## Source excerpt

So, what’s all the hype?

European Christmas markets are seasonal, festive markets that open every year starting at the end of November or the beginning of December.  These markets are in major cities (sometimes several of them), as well as small towns.  All of the markets we went to were incredibly elaborate with intensely decorated wooden huts filled with goodies to eat and trinkets to buy.  These markets can be sprawling and extensive, covering an entire old town square, or they might line the quaint, narrow side streets of a hip, trendy part of town. There are lights, cute little stalls, great food, and some great people watching. Some of the markets have live Christmas music, and all of them have mulled wine.


Though the goods sold at the markets may vary, it’s safe to assume you can find all manner of traditional Christmas goodies like ornaments, gingerbread, nutcrackers, and snow globes. Some of the larger markets tend to have things that are mass produced, but you can also find some really unique things along the way. Each city has unique items, as well.  For example, in Prague, there were a number of marionettes, and in Budapest there were small nativities inside of chestnut shells.

The Christmas markets are a social affair blended with shopping. Friends and families wander from booth to booth, conversing over soup in a bread-bowl, and generally enjoying the holiday season. The larger ones tend to be mainly tourists, but we went to a number of smaller markets where it was apparent that it was the place to meet friends after work.  It’s always nice to see the locals enjoying the activities in their neighborhood.


Many of the Christmas markets have special events such as choirs, shows, or advent activities at certain times, so if these interest you, plan accordingly. We were in Salzburg on the evening of December 21st, when several dozen Krampus descended on the Christmas Market, which made for a very memorable evening.

Christmas markets vary in the dates they’re open and their hours as well. It’s important to plan ahead if you’re going right around Christmas as many markets close up shop as early as December 23rd, but others stay open through the New Year. We planned our trip beginning in Budapest, working our way to Prague in order to make sure we made it to the cities while their markets were still open.

(Region annotation entries)

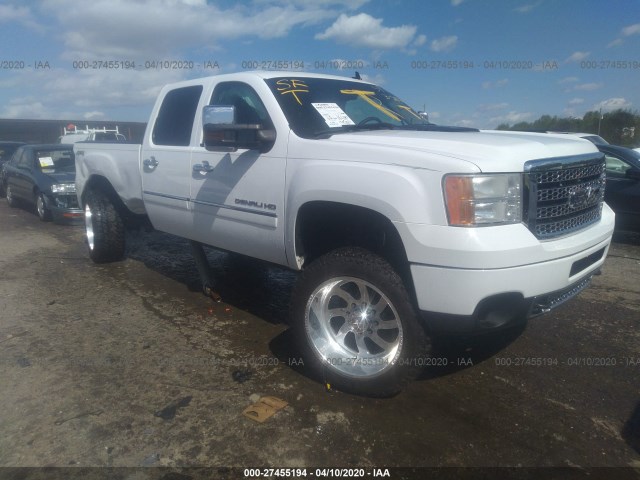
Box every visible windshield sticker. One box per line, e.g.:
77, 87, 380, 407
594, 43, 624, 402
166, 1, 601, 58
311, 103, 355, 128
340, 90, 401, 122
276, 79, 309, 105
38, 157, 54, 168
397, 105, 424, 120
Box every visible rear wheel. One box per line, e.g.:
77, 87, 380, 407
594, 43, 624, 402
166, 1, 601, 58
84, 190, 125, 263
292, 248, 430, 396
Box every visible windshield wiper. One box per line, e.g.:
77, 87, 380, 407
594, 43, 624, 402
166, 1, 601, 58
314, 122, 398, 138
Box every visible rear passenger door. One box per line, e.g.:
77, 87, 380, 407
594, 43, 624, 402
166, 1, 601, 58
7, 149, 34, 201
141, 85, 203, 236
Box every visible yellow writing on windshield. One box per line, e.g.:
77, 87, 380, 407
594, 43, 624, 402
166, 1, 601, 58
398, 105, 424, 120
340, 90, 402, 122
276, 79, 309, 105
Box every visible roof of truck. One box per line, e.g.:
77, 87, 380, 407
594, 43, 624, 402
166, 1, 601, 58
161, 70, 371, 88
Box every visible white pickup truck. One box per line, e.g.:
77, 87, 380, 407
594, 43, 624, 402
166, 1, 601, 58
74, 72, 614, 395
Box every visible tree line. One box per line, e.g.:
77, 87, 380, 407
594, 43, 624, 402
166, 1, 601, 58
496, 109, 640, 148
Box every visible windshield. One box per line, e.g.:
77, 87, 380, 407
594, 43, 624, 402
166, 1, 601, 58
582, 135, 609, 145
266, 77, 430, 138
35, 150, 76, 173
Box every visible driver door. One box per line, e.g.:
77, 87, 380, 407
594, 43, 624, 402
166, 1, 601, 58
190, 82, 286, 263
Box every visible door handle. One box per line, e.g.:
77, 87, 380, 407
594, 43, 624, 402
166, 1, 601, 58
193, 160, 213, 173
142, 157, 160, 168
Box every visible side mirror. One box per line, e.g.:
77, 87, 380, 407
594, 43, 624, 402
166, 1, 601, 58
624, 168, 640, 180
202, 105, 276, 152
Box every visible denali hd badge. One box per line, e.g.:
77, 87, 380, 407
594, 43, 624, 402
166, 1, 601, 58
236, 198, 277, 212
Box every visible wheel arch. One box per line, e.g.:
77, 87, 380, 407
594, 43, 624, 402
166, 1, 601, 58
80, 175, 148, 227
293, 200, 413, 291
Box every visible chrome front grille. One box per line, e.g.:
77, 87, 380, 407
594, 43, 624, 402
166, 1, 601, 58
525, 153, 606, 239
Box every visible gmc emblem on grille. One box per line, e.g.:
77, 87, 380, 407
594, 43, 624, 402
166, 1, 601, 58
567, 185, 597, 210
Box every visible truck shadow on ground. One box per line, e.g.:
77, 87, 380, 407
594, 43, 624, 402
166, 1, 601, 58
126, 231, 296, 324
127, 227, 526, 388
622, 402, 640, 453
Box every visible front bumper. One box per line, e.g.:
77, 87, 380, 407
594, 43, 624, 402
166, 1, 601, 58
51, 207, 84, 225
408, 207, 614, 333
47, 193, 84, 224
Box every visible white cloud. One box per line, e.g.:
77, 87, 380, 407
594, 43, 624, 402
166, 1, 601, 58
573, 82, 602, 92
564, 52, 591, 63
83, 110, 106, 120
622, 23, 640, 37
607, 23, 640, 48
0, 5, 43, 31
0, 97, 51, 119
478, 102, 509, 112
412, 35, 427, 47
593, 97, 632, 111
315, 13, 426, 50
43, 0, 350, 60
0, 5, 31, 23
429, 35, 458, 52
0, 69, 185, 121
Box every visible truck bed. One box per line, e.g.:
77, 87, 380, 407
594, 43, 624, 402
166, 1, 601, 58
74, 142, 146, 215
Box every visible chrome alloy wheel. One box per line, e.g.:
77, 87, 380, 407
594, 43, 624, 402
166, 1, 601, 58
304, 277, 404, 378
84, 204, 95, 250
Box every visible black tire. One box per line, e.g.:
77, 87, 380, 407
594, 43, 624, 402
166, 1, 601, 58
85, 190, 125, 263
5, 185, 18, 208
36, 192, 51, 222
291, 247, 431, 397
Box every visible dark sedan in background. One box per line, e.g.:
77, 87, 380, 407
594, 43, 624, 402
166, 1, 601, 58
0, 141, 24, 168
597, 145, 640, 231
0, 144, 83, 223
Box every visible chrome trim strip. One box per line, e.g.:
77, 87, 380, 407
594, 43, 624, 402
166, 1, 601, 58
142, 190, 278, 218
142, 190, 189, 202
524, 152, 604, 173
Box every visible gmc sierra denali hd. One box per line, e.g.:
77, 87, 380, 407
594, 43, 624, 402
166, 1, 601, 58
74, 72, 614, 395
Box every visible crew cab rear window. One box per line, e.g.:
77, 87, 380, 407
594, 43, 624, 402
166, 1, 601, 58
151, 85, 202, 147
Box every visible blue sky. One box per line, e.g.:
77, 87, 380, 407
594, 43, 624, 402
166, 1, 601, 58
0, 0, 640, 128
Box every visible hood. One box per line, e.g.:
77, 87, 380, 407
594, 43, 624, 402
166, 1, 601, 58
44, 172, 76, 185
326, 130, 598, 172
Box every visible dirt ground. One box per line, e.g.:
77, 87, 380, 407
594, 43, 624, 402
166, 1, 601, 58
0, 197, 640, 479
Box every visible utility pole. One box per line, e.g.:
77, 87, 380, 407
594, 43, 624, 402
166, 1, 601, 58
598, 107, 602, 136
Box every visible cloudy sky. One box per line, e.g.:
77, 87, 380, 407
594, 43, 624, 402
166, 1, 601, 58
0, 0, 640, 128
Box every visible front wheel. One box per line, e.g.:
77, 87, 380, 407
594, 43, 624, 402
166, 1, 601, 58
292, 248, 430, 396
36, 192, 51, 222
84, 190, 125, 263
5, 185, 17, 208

## Task list
1. According to the Christmas markets excerpt, what small items were found at the markets in Budapest?
2. Print the lines of the records from the line with "Box every visible tree" to the line with "190, 82, 286, 263", including both of those lines.

## Task responses
1. Small nativities inside of chestnut shells.

2.
Box every visible tree line. One box per line, e.g.:
77, 87, 380, 407
594, 43, 624, 402
166, 1, 601, 58
496, 109, 640, 148
Box every visible windshield. One box per line, e.g.:
77, 87, 380, 407
594, 43, 624, 402
166, 1, 601, 58
582, 135, 609, 145
266, 77, 430, 138
35, 150, 76, 173
Box every visible driver door. One box per line, e.g.:
77, 87, 380, 407
594, 43, 624, 402
166, 1, 601, 58
190, 82, 286, 263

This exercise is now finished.